-- Task input start --

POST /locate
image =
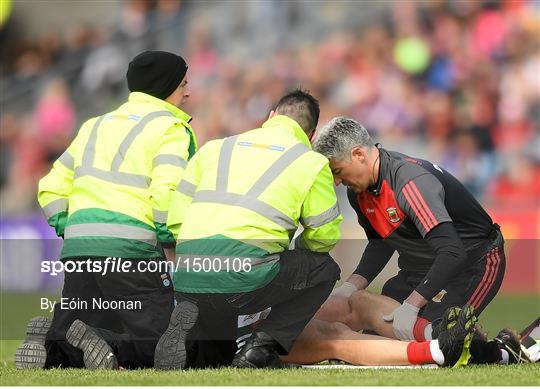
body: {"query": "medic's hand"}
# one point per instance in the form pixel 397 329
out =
pixel 403 319
pixel 345 290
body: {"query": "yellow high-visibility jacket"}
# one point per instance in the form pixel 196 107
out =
pixel 240 202
pixel 108 194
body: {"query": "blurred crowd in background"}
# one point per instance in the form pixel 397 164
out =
pixel 457 82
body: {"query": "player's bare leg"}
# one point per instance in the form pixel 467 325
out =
pixel 367 310
pixel 363 310
pixel 334 309
pixel 322 340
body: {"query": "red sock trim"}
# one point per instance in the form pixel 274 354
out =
pixel 418 329
pixel 419 353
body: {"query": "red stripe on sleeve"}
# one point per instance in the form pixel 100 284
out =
pixel 491 280
pixel 429 214
pixel 481 286
pixel 415 207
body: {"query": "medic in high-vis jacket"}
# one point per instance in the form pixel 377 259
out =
pixel 234 213
pixel 108 195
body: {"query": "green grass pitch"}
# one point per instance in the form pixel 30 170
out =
pixel 514 311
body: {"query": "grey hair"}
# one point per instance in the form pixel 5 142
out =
pixel 339 136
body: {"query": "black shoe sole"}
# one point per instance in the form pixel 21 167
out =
pixel 97 352
pixel 171 351
pixel 31 354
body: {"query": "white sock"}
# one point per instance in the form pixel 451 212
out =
pixel 505 357
pixel 436 352
pixel 428 332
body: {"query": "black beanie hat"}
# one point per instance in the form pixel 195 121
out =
pixel 157 73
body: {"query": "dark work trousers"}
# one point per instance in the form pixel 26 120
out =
pixel 303 283
pixel 476 285
pixel 132 333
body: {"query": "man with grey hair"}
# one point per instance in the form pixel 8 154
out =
pixel 450 251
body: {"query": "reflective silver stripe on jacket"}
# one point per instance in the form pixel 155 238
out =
pixel 90 148
pixel 322 218
pixel 187 188
pixel 159 216
pixel 67 160
pixel 54 207
pixel 110 230
pixel 276 169
pixel 255 205
pixel 224 163
pixel 169 159
pixel 250 199
pixel 130 137
pixel 120 178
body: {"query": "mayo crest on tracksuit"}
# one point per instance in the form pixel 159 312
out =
pixel 248 194
pixel 109 192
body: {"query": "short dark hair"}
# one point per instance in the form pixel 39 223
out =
pixel 300 106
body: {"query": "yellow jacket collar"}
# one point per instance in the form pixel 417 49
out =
pixel 285 122
pixel 140 97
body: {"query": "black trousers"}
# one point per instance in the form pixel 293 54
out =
pixel 132 333
pixel 303 283
pixel 476 285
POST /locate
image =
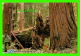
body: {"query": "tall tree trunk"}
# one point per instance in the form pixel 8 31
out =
pixel 22 17
pixel 7 17
pixel 62 25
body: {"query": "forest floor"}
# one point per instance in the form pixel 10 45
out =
pixel 45 48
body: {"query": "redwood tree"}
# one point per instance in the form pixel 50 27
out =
pixel 62 25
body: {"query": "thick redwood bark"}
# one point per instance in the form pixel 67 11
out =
pixel 7 16
pixel 62 24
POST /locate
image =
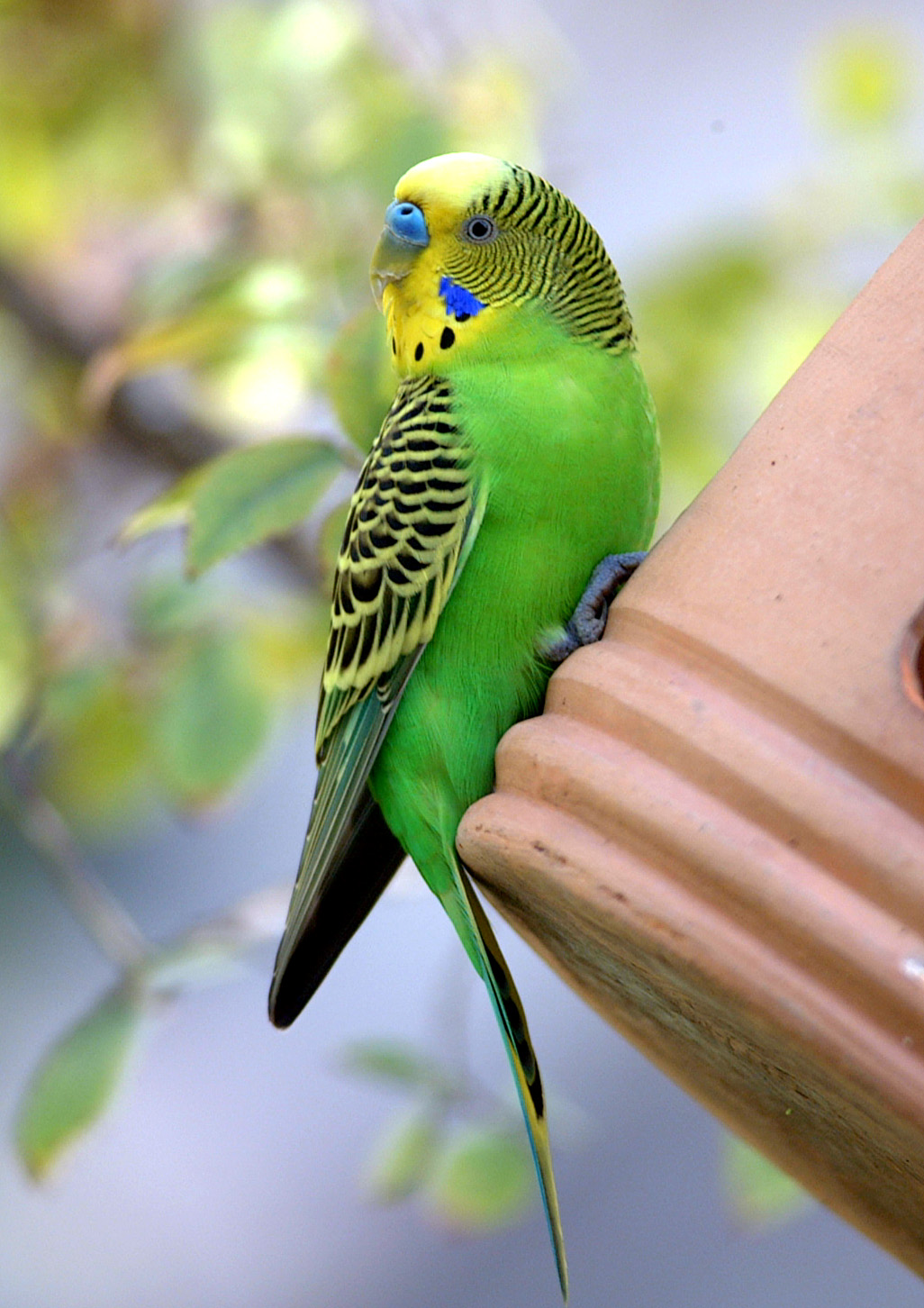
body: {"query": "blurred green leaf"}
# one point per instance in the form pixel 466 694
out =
pixel 359 377
pixel 864 77
pixel 170 604
pixel 255 494
pixel 404 1157
pixel 483 1180
pixel 76 1081
pixel 211 720
pixel 95 746
pixel 17 650
pixel 171 509
pixel 399 1064
pixel 759 1193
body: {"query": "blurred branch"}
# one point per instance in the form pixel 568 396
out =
pixel 141 413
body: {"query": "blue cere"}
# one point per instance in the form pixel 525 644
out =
pixel 407 223
pixel 459 303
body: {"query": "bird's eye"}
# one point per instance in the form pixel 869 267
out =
pixel 480 229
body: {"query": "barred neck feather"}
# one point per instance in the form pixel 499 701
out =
pixel 545 254
pixel 567 266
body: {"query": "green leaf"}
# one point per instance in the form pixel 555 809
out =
pixel 399 1064
pixel 359 377
pixel 76 1081
pixel 95 764
pixel 255 494
pixel 212 718
pixel 759 1193
pixel 171 509
pixel 167 606
pixel 484 1180
pixel 404 1157
pixel 17 654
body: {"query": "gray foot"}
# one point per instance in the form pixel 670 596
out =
pixel 585 624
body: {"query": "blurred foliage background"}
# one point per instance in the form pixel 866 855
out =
pixel 188 199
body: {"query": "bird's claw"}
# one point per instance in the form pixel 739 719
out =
pixel 588 620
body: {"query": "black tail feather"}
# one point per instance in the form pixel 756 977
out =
pixel 367 858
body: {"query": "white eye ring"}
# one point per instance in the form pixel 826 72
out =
pixel 480 229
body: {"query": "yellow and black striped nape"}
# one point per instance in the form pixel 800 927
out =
pixel 541 246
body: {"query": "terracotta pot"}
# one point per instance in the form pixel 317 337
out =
pixel 716 830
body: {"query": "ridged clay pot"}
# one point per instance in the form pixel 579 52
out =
pixel 715 832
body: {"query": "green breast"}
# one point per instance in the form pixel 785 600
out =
pixel 566 441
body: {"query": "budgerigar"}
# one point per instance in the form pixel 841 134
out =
pixel 521 449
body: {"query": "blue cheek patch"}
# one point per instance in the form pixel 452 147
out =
pixel 459 303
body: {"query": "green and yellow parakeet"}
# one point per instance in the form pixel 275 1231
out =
pixel 521 449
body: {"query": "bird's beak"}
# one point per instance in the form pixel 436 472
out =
pixel 403 238
pixel 393 260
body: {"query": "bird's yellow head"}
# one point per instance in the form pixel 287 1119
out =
pixel 467 241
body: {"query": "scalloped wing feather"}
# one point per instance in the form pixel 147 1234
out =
pixel 412 522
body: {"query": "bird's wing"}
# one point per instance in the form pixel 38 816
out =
pixel 411 526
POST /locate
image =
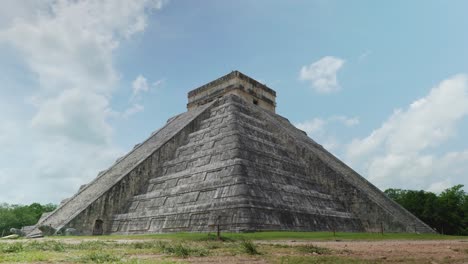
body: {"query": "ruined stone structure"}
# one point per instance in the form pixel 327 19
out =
pixel 229 160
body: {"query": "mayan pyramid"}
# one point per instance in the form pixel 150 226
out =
pixel 231 161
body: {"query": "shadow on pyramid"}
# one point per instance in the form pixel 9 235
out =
pixel 229 161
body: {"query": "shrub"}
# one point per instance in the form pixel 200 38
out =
pixel 311 249
pixel 12 248
pixel 249 247
pixel 99 257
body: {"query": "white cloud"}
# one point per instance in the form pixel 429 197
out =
pixel 69 47
pixel 319 129
pixel 322 74
pixel 140 84
pixel 314 126
pixel 396 154
pixel 136 108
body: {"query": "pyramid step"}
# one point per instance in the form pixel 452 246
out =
pixel 100 185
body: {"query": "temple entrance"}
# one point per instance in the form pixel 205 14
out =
pixel 98 229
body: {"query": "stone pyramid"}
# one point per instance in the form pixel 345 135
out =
pixel 229 161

-- Task input end --

Reproduce the records above verbatim, from their first line through the line containing "pixel 300 106", both ends included. Leave the pictures out of your copy.

The answer »
POST /locate
image =
body: {"query": "medic's hand"}
# one point per instance in the form pixel 397 329
out =
pixel 403 319
pixel 345 290
body: {"query": "yellow high-visibility jacket"}
# one point per instance in the form pixel 196 107
out =
pixel 240 202
pixel 108 194
body: {"query": "blurred crowd in background"}
# one point per instance in the form pixel 397 164
out =
pixel 457 82
body: {"query": "player's bare leg"}
# one point per instance in the form pixel 467 325
out =
pixel 367 310
pixel 363 310
pixel 334 309
pixel 322 340
body: {"query": "red sock trim"}
# one point per instance in the form pixel 274 354
out =
pixel 418 329
pixel 419 353
body: {"query": "red stripe on sleeve"}
# one point per instance in the form pixel 100 284
out =
pixel 491 280
pixel 429 214
pixel 481 286
pixel 415 207
body: {"query": "medic in high-vis jacket"}
# one point per instance in the form pixel 377 259
out =
pixel 234 213
pixel 108 195
body: {"query": "green grass pitch"}
# one point per instance in the form pixel 30 170
out =
pixel 514 311
body: {"query": "grey hair"}
# one point per instance in the form pixel 5 142
out =
pixel 339 136
body: {"query": "black shoe sole"}
# one point per instance in the form pixel 21 167
out =
pixel 97 352
pixel 171 351
pixel 31 354
body: {"query": "white sock"}
# one point per instance in the form pixel 451 212
out =
pixel 505 357
pixel 436 352
pixel 428 332
body: {"query": "black beanie hat"}
# one point per instance in the form pixel 195 121
out =
pixel 157 73
body: {"query": "dark work trousers"}
# one point per instance in the form pixel 26 120
out =
pixel 303 283
pixel 476 285
pixel 132 333
body: {"query": "man with grey hair"}
# one point per instance in the form pixel 8 154
out =
pixel 450 251
body: {"query": "reflective silver stripe on jacket"}
# one point per instance in the form pixel 155 238
out =
pixel 90 148
pixel 322 218
pixel 187 188
pixel 159 216
pixel 67 160
pixel 54 207
pixel 110 230
pixel 276 169
pixel 255 205
pixel 224 163
pixel 169 159
pixel 250 199
pixel 130 137
pixel 120 178
body: {"query": "mayo crest on tracksuit"}
# one point per instance in the form pixel 159 312
out =
pixel 248 194
pixel 109 192
body: {"query": "short dark hair"}
# one point per instance in the form pixel 39 223
out =
pixel 300 106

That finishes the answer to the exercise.